DATA:
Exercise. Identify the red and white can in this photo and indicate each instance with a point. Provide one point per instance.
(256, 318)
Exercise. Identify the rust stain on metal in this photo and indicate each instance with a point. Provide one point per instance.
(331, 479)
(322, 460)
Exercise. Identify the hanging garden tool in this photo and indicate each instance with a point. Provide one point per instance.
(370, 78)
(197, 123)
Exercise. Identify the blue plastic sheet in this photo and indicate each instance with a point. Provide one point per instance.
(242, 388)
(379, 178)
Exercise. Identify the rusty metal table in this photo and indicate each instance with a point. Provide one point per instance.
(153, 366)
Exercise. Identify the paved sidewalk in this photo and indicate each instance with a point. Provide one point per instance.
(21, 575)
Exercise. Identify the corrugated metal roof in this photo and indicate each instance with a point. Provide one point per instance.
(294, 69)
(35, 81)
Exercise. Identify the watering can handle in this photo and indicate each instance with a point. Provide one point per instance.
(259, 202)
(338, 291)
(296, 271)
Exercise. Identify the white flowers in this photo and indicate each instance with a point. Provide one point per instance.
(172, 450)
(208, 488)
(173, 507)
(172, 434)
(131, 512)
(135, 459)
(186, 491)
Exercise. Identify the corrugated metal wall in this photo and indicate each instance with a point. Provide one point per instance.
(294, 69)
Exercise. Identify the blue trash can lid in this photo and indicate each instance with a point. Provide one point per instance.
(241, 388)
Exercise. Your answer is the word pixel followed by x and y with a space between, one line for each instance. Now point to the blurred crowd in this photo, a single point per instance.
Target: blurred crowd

EXERCISE BRIEF: Reprint the entries above in full, exactly as they are.

COMPLETED EXERCISE:
Exercise. Identify the red and white can in this photo and indicate each instance with a point. Provide one point per instance.
(256, 318)
Exercise. Identify the rust stain on metal in this photo and indicate each instance with a point. Provide one point per instance.
(331, 479)
(322, 460)
Exercise. Identify the hanging garden tool in this photo and indicate each instance with a point. Provide one point per instance.
(370, 78)
(197, 123)
Exercise. Identify the blue plastic sheet in this photo and indicate each instance with a point. Provide one point per instance.
(242, 388)
(379, 178)
Exercise. Identify the rusty metal table in this photo and indicate each instance with a point. Provide one point per instance.
(153, 366)
Exercise. Identify the paved sidewalk in this photo and indicate each instance with a point. Provide one point per instance.
(21, 575)
Exercise. Identify the corrugated metal roof in this photo and indicate each instance with a point. Provide one point per instance.
(294, 69)
(35, 81)
Exercise. Identify the watering can handle in this photo and indicate each instance with a point. Provide one point per instance.
(259, 202)
(338, 291)
(296, 271)
Exercise. Identify the white flowers in this photo and indicate each instance with a point. Provide one point per instance.
(172, 450)
(208, 488)
(173, 507)
(172, 434)
(131, 512)
(135, 459)
(186, 491)
Exercise. Identify the corrugated metal wall in this photo and indicate each instance with a point. Provide one point per instance.
(294, 69)
Exercise. Identify the blue trash can lid in this photo and indicate each instance with a point. Provide one point per instance.
(241, 388)
Exercise. Your answer is the word pixel followed by x and y with a space between, one line for each instance. Now point to the blurred crowd in this photo, a single point per instance.
Target: blurred crowd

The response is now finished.